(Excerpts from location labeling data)
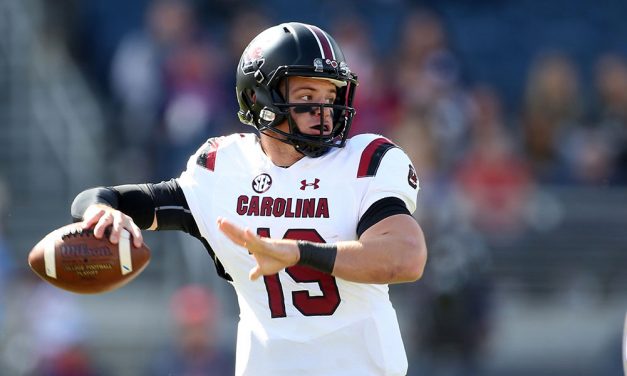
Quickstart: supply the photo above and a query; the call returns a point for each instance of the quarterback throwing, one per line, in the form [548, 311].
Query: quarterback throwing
[308, 225]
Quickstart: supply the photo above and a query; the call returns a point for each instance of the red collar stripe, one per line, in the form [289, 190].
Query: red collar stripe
[372, 155]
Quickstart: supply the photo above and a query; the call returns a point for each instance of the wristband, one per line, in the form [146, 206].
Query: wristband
[320, 256]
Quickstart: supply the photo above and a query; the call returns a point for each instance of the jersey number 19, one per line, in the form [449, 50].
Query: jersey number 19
[322, 305]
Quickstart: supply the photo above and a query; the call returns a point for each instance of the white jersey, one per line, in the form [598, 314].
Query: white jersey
[302, 321]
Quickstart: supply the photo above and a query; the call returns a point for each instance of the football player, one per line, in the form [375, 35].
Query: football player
[309, 226]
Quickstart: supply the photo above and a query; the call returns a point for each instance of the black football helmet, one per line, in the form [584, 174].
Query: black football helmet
[294, 49]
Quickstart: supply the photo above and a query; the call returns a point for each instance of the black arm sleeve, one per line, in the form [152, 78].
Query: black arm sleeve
[386, 207]
[141, 202]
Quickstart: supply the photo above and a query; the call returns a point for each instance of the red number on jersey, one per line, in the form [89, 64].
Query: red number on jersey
[323, 305]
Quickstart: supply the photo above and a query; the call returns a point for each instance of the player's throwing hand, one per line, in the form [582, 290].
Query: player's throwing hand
[272, 255]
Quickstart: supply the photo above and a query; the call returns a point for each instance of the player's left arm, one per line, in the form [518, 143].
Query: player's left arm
[391, 251]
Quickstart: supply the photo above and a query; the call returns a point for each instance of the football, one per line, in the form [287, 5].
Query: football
[73, 259]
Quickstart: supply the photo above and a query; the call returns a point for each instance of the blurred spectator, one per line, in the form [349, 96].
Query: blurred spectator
[58, 334]
[428, 88]
[6, 262]
[167, 81]
[374, 99]
[494, 181]
[552, 104]
[610, 111]
[454, 306]
[195, 350]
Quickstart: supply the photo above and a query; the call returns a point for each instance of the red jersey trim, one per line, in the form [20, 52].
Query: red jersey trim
[372, 155]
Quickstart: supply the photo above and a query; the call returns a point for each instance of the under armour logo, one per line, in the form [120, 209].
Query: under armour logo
[412, 178]
[305, 184]
[262, 183]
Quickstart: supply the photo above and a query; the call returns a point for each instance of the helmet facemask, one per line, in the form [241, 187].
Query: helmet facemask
[311, 145]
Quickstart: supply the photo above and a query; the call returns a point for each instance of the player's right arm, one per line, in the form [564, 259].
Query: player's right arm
[160, 206]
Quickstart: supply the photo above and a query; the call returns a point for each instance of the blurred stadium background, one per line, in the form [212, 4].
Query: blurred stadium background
[514, 112]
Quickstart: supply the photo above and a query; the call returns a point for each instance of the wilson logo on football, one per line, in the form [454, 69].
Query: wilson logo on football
[262, 183]
[305, 184]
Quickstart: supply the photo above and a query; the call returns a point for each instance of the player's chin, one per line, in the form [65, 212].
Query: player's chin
[317, 130]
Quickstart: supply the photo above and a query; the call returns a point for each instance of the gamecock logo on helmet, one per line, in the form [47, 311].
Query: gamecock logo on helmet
[252, 59]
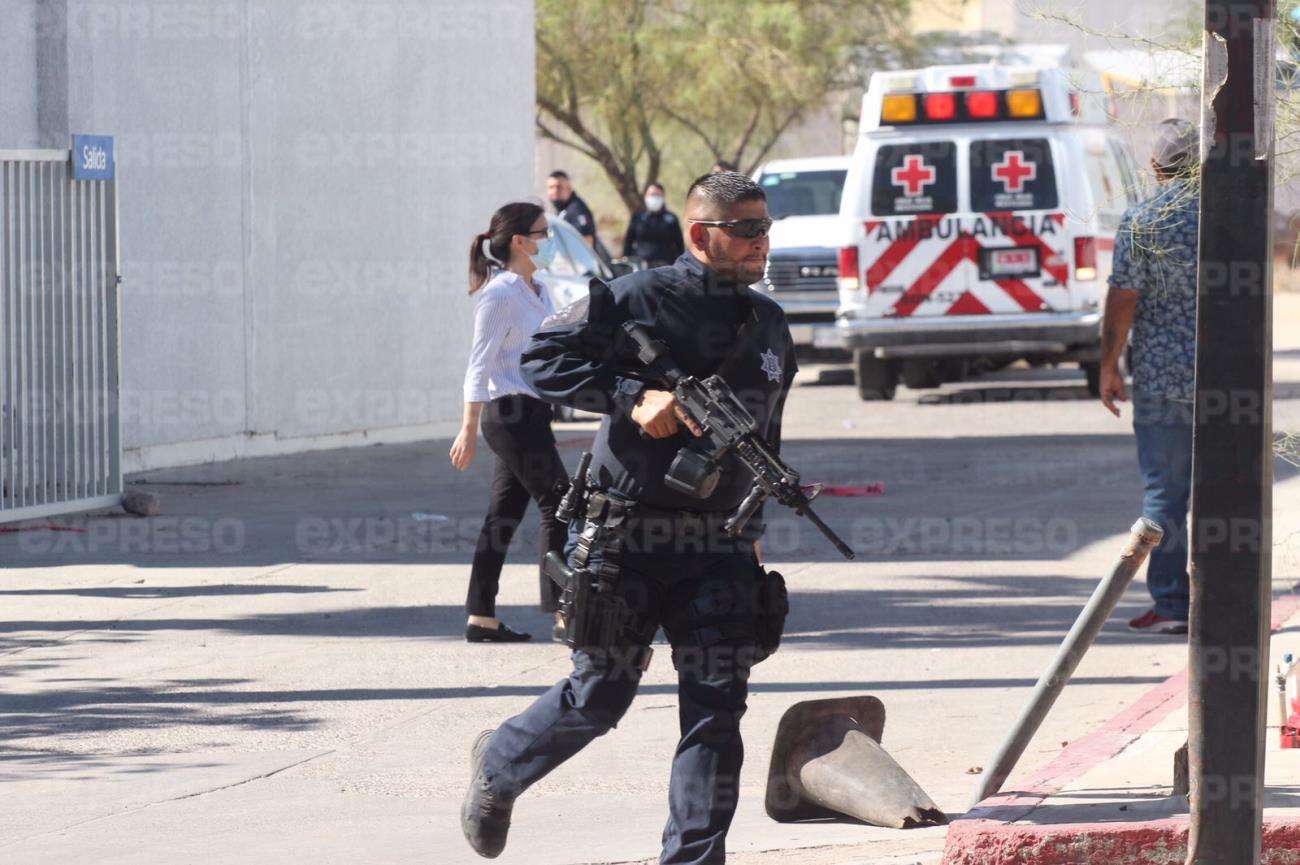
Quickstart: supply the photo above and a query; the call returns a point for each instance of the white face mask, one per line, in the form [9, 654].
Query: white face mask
[545, 254]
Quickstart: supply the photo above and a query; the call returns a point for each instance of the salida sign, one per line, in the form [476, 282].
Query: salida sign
[92, 158]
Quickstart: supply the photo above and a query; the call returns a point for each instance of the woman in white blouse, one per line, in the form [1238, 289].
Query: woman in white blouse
[516, 424]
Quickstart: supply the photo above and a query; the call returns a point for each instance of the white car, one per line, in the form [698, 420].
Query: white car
[804, 267]
[575, 264]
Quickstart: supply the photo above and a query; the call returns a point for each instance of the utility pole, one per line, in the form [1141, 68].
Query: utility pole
[1233, 440]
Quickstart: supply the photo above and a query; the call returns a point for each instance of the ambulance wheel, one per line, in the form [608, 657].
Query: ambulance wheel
[922, 375]
[875, 379]
[1092, 372]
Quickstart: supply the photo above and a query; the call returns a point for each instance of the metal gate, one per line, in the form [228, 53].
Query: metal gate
[60, 442]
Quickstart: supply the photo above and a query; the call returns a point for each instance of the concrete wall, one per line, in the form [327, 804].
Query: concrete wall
[299, 181]
[18, 73]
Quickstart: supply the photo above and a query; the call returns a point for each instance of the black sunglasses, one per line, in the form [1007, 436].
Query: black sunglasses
[741, 228]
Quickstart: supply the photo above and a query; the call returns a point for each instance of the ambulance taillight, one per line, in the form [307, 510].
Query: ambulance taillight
[850, 277]
[982, 104]
[1084, 258]
[940, 106]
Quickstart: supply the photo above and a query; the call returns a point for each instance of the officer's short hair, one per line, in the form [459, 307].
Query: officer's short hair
[1177, 145]
[724, 190]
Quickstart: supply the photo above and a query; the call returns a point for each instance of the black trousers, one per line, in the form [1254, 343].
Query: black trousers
[528, 467]
[687, 592]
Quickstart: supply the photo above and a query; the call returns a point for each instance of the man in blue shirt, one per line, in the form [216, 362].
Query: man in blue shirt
[1153, 293]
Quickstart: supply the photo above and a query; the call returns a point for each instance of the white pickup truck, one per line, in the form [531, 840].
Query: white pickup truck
[804, 264]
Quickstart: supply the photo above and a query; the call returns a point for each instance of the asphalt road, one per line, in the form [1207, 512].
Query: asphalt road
[273, 670]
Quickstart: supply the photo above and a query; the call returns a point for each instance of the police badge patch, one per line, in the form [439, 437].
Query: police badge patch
[771, 366]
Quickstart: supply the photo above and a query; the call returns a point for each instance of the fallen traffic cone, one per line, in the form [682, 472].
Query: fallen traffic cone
[827, 761]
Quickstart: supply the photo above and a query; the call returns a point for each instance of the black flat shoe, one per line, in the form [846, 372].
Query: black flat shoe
[479, 634]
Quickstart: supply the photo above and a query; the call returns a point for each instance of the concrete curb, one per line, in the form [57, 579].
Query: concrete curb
[1161, 840]
[991, 835]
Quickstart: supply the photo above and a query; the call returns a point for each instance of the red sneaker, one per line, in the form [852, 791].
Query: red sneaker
[1152, 622]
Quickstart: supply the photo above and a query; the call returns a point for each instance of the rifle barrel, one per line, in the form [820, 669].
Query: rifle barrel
[845, 550]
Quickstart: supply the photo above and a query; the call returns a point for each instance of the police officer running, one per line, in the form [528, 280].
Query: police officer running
[675, 566]
[654, 233]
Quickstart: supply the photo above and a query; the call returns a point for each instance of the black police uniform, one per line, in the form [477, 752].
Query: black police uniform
[693, 582]
[654, 236]
[579, 215]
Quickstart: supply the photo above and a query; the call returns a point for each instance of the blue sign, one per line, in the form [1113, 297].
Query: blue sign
[92, 158]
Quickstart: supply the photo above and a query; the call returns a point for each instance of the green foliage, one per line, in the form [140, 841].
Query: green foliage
[645, 87]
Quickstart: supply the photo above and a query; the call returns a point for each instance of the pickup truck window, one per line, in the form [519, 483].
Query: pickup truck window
[802, 193]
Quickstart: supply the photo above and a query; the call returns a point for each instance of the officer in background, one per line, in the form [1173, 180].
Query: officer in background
[676, 569]
[654, 233]
[570, 207]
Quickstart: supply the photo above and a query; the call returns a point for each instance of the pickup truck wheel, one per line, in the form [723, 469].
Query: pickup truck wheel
[875, 379]
[1092, 372]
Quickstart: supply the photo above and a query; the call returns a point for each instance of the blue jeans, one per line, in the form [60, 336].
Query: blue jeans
[1164, 431]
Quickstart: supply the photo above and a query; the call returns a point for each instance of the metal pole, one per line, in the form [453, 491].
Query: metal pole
[1144, 537]
[1233, 448]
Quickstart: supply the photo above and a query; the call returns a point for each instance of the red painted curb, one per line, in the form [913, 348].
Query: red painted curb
[987, 834]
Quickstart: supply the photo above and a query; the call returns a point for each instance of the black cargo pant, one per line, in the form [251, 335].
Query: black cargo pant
[528, 467]
[703, 595]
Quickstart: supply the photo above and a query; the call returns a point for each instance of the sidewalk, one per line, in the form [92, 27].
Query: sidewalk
[272, 671]
[1108, 798]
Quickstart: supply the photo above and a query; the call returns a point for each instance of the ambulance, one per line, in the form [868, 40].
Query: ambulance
[982, 203]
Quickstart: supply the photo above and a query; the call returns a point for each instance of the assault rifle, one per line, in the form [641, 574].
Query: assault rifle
[728, 428]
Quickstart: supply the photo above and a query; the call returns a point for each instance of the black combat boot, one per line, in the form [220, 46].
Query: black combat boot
[484, 816]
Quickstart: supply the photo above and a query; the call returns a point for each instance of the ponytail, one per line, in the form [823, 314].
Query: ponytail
[490, 249]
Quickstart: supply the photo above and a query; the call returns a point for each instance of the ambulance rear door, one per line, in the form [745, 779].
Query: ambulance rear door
[1019, 237]
[913, 260]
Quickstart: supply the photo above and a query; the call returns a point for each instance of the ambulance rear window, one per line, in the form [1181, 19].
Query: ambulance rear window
[802, 193]
[1012, 174]
[919, 177]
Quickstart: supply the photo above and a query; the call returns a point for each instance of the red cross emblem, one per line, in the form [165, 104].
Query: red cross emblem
[914, 176]
[1014, 169]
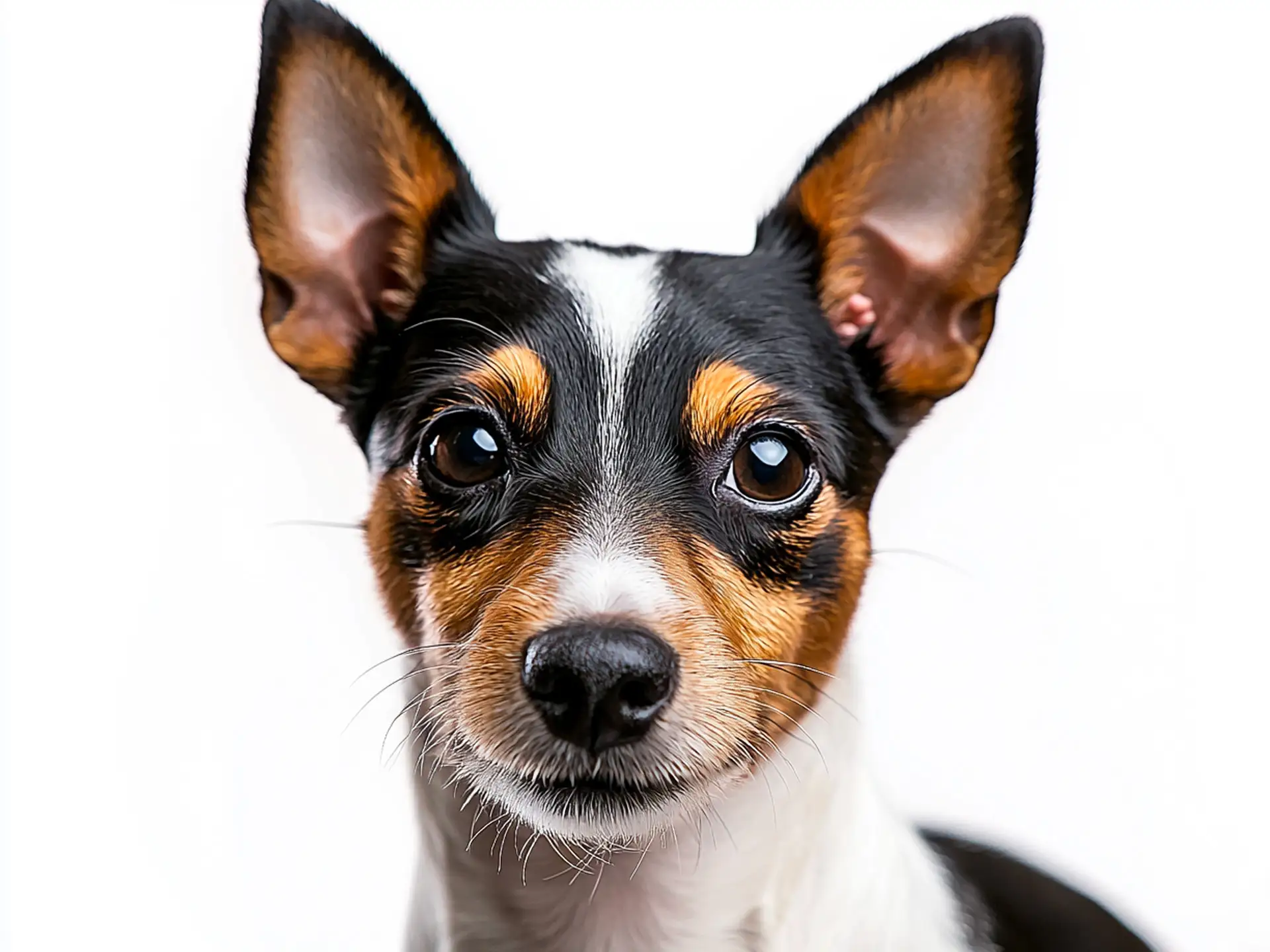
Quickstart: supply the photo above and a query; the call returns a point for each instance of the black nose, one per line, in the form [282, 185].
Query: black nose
[599, 684]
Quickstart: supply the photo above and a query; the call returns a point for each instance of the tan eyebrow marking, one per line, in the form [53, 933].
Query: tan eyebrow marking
[722, 397]
[517, 381]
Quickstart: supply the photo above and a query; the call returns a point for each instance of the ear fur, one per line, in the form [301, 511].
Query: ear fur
[919, 204]
[349, 179]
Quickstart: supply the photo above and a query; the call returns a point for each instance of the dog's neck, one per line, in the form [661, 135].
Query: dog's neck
[802, 856]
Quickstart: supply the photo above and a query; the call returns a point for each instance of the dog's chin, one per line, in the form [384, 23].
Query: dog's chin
[597, 809]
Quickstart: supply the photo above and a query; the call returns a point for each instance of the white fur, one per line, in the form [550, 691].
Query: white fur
[804, 856]
[618, 299]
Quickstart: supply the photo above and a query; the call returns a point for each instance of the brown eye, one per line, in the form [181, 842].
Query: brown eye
[462, 450]
[769, 467]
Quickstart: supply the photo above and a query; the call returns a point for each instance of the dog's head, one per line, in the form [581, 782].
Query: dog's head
[625, 492]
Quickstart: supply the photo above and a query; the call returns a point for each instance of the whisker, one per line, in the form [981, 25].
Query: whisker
[919, 554]
[318, 524]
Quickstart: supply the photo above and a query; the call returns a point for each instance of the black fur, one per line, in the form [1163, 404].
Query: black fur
[1031, 912]
[760, 310]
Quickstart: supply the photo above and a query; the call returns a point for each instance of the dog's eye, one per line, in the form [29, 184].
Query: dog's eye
[464, 450]
[769, 467]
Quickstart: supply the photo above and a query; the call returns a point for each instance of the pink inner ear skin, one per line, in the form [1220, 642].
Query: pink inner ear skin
[857, 315]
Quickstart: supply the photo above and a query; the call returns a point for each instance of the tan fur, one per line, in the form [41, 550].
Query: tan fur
[837, 193]
[404, 164]
[722, 399]
[517, 383]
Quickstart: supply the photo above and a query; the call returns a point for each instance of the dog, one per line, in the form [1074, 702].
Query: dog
[621, 507]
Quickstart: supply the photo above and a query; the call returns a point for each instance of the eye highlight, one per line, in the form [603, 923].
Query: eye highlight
[464, 450]
[769, 467]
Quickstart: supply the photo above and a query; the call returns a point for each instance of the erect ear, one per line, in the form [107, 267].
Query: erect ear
[349, 182]
[919, 204]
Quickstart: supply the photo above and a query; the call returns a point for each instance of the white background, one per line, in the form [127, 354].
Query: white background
[1081, 676]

> **What is expected**: Update the listing lines that begin at the line containing "form [60, 336]." and end after the line containing "[1233, 448]" by changing "metal pole" to "steel post" and keeping everything else the same. Return only those lines.

> **Output below**:
Quickstart: supply the photo above and a query; the call returns a point for each instance of the blue jeans, one per line, in the form [60, 336].
Query: blue jeans
[1164, 431]
Quickstart: supply the photo above and a query; the call returns a point for each instance of the steel post, one per line, in the form [453, 491].
Query: steel post
[1144, 537]
[1233, 448]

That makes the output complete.